» PROBLEM TO WORK ON
Go through the entries below. Copy out every line that contains "condor".

» RECORDS FOR THE TASK
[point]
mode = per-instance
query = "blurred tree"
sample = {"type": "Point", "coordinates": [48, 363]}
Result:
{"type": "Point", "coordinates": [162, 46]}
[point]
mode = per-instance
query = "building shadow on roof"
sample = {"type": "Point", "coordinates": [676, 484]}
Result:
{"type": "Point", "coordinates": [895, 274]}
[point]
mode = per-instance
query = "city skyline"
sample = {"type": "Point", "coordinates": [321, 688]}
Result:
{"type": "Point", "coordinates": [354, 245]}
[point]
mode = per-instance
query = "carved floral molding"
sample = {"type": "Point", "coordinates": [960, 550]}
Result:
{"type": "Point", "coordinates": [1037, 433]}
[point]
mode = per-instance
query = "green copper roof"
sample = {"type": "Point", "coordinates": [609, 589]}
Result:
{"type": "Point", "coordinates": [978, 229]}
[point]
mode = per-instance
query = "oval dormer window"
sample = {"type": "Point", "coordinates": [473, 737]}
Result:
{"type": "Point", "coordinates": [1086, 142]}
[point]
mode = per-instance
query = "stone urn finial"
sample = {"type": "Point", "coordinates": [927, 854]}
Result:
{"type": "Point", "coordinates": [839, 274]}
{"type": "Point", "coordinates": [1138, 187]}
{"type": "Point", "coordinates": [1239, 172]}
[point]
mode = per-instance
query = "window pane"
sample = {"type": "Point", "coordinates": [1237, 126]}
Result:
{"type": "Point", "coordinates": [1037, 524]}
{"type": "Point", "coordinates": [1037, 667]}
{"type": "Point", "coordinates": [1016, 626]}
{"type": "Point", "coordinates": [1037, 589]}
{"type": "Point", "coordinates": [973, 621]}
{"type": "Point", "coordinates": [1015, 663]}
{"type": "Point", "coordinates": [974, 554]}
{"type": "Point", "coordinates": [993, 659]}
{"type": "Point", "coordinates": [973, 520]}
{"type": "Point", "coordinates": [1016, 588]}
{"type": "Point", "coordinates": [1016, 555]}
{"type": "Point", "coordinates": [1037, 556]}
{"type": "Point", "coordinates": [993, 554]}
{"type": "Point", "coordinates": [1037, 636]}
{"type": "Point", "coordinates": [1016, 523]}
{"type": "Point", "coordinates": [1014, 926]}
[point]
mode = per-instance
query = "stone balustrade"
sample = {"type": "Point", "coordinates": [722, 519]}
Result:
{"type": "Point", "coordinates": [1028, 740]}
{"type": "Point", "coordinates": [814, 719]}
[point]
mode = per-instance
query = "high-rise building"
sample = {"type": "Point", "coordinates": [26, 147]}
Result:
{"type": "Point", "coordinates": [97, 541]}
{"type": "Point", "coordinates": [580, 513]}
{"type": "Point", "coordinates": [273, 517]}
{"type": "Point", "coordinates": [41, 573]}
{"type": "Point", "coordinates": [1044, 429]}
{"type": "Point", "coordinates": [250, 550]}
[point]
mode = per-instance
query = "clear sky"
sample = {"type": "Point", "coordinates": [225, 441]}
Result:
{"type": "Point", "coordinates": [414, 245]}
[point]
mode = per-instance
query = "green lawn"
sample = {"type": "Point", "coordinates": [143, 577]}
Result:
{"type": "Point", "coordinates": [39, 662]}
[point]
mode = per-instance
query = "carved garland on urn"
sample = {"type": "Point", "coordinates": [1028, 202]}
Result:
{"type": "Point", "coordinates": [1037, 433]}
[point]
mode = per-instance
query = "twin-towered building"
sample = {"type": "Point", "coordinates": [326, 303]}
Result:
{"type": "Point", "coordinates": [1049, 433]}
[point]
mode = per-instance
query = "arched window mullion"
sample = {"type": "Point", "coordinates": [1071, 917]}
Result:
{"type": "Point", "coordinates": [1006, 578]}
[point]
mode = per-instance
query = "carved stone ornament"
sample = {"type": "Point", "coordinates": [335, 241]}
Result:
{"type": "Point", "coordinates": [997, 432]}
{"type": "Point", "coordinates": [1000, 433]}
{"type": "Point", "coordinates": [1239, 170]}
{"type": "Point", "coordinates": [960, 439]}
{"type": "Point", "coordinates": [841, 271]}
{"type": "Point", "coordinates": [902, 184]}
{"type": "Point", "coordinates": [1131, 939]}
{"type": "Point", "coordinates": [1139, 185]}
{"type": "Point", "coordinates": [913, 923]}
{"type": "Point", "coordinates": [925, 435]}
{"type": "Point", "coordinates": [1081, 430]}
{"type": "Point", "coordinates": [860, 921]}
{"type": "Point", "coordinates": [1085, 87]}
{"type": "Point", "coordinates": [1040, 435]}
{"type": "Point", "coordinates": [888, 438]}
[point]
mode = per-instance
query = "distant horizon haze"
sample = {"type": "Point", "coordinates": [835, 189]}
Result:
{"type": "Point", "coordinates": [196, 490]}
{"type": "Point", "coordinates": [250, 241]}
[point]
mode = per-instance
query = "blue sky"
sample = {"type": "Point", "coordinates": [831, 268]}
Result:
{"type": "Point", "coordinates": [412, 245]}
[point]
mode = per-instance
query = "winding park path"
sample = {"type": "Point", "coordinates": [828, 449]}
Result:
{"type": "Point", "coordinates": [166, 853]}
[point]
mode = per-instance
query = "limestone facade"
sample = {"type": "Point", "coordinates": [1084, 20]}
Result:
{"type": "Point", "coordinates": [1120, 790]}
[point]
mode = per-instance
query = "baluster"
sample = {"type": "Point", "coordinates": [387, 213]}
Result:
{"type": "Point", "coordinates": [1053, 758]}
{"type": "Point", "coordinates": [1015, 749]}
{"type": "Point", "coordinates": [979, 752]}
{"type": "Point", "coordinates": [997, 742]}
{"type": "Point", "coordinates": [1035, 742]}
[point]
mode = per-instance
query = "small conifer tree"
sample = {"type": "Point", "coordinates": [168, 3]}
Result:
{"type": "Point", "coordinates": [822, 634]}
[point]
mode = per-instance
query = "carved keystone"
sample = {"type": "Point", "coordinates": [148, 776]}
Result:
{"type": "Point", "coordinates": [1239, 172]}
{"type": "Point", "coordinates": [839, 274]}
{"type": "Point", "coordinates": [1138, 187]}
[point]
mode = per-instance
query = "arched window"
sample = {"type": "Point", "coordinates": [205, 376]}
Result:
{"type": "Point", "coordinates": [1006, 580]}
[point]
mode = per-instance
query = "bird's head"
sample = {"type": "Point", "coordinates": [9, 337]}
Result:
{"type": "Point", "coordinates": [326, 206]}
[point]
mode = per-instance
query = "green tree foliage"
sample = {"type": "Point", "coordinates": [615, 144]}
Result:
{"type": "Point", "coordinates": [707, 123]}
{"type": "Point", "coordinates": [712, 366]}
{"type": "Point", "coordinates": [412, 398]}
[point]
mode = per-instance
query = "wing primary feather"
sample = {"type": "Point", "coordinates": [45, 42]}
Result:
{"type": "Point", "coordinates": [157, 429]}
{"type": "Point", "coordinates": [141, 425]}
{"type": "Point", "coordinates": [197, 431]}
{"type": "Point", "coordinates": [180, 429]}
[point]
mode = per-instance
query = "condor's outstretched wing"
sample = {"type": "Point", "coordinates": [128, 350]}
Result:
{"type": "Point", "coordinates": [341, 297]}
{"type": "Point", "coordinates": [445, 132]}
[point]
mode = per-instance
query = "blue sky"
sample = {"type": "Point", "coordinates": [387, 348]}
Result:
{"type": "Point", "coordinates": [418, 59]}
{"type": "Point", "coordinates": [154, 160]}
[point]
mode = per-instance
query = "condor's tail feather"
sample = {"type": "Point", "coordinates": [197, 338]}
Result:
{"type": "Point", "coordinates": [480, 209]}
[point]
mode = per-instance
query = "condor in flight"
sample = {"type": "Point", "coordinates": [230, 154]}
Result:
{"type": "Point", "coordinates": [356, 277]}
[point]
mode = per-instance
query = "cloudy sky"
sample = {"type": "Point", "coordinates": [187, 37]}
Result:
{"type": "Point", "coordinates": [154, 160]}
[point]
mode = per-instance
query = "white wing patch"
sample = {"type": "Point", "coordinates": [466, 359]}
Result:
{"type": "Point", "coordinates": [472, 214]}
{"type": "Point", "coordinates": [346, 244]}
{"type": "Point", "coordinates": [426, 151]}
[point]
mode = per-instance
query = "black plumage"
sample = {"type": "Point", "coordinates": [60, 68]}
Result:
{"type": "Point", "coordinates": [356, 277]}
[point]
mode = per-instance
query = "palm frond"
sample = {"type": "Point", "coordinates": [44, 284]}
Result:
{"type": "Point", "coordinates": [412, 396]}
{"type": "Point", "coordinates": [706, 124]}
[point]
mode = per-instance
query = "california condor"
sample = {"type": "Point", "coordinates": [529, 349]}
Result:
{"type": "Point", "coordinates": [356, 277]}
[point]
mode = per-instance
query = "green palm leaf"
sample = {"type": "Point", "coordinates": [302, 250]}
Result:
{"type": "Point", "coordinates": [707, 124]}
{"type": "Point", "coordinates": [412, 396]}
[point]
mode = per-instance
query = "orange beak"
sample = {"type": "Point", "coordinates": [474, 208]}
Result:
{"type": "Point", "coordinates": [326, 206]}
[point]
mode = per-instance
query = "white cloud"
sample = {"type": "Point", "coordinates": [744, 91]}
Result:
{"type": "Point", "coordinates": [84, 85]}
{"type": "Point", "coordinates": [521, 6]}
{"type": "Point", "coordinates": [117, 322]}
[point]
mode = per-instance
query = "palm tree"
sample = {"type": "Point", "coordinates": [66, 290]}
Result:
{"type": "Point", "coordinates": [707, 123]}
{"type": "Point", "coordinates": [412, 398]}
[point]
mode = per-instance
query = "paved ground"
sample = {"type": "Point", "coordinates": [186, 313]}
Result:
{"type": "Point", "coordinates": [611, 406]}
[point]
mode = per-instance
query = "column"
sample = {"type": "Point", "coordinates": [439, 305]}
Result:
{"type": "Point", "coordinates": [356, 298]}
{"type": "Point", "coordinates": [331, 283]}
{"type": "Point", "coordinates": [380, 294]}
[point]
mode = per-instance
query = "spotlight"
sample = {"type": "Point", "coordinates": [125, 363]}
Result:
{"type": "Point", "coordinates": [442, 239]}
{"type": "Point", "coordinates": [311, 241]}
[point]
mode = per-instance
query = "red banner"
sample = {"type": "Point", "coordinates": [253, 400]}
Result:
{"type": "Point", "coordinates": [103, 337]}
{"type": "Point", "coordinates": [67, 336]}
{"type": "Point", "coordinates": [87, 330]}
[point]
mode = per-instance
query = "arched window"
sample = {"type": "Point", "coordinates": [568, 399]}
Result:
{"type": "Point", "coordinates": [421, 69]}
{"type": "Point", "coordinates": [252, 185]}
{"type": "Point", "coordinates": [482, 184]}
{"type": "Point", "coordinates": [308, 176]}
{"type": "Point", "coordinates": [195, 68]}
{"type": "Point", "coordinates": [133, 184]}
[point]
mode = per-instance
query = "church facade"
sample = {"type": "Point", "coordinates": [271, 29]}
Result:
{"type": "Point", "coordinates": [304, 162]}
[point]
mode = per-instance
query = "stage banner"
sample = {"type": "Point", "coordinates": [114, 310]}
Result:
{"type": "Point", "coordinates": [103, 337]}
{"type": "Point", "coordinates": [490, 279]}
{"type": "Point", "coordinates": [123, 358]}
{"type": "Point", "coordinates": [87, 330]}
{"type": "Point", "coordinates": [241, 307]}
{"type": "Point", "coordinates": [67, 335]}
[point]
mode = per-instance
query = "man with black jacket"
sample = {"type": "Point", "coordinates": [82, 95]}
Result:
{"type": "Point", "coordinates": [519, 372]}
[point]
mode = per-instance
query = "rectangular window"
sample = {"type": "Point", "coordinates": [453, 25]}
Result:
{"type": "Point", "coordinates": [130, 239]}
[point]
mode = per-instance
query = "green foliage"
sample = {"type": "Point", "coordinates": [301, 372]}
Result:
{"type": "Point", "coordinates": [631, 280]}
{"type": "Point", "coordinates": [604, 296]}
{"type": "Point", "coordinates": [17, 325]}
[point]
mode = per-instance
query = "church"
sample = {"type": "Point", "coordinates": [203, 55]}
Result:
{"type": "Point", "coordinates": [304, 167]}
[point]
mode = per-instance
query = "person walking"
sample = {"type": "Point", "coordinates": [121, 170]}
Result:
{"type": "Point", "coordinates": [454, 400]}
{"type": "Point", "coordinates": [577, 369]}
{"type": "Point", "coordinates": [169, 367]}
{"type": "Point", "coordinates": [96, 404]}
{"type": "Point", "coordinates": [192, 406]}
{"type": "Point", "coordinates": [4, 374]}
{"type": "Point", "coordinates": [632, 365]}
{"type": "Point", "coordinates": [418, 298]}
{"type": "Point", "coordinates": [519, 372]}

» ANSWER TO THE PROBLEM
query = "condor's outstretched wing"
query = "condor's tail feather"
query = "condor in flight"
query = "california condor"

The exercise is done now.